[Records excerpted from a collection]
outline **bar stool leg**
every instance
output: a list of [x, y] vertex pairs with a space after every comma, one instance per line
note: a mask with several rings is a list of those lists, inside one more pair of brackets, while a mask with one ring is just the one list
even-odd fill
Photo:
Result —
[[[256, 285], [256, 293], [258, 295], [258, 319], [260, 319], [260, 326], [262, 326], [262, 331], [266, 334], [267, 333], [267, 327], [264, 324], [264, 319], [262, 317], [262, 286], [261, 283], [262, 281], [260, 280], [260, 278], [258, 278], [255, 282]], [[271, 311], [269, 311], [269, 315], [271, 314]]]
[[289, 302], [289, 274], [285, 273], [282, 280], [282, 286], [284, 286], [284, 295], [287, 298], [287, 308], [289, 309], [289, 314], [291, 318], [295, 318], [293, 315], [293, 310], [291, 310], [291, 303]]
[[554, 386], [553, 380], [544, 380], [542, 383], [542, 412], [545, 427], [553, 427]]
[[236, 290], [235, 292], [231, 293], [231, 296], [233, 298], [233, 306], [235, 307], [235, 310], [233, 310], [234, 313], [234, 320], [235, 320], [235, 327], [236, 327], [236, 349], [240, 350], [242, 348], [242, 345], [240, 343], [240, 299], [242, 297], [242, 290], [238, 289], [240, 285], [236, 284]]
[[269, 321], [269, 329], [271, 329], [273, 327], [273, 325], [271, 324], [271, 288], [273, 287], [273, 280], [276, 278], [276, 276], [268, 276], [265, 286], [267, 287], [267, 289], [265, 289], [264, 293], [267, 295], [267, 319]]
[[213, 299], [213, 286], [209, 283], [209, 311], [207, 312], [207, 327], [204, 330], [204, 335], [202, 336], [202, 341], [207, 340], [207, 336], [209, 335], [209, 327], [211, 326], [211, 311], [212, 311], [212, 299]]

→ **ACTION ITEM**:
The data given above must be transcribed exactly and completely.

→ **SOLUTION TO THE PROBLEM**:
outline **bar stool leg**
every instance
output: a list of [x, y] vertex pairs with a space after every comma, one instance per line
note: a mask with several rings is a list of those lists, inside one more pair of brackets, while a mask with one ring is just the one list
even-odd fill
Photo:
Result —
[[[256, 285], [256, 293], [258, 295], [258, 319], [260, 319], [260, 326], [262, 326], [262, 331], [266, 334], [267, 333], [267, 327], [264, 324], [264, 319], [262, 317], [262, 286], [261, 283], [262, 281], [260, 280], [260, 278], [258, 278], [255, 282]], [[271, 311], [269, 311], [269, 315], [271, 314]]]
[[289, 302], [289, 274], [285, 273], [282, 280], [282, 286], [284, 286], [284, 295], [287, 298], [287, 308], [289, 309], [289, 314], [291, 318], [295, 318], [293, 315], [293, 310], [291, 310], [291, 303]]
[[554, 386], [553, 380], [544, 380], [542, 383], [542, 412], [545, 427], [553, 427]]
[[236, 290], [235, 292], [231, 293], [231, 296], [233, 298], [233, 306], [235, 307], [235, 310], [233, 310], [234, 313], [234, 320], [235, 320], [235, 327], [236, 327], [236, 349], [240, 350], [242, 348], [242, 345], [240, 343], [240, 299], [242, 297], [242, 290], [238, 289], [240, 285], [236, 284]]
[[269, 321], [269, 329], [271, 329], [273, 327], [273, 325], [271, 324], [271, 288], [273, 287], [273, 280], [276, 278], [276, 276], [268, 276], [265, 286], [267, 287], [267, 289], [265, 289], [264, 293], [267, 295], [267, 319]]
[[213, 299], [213, 286], [209, 283], [209, 311], [207, 312], [207, 327], [204, 330], [204, 335], [202, 336], [202, 341], [207, 340], [207, 336], [209, 335], [209, 327], [211, 326], [211, 311], [212, 311], [212, 299]]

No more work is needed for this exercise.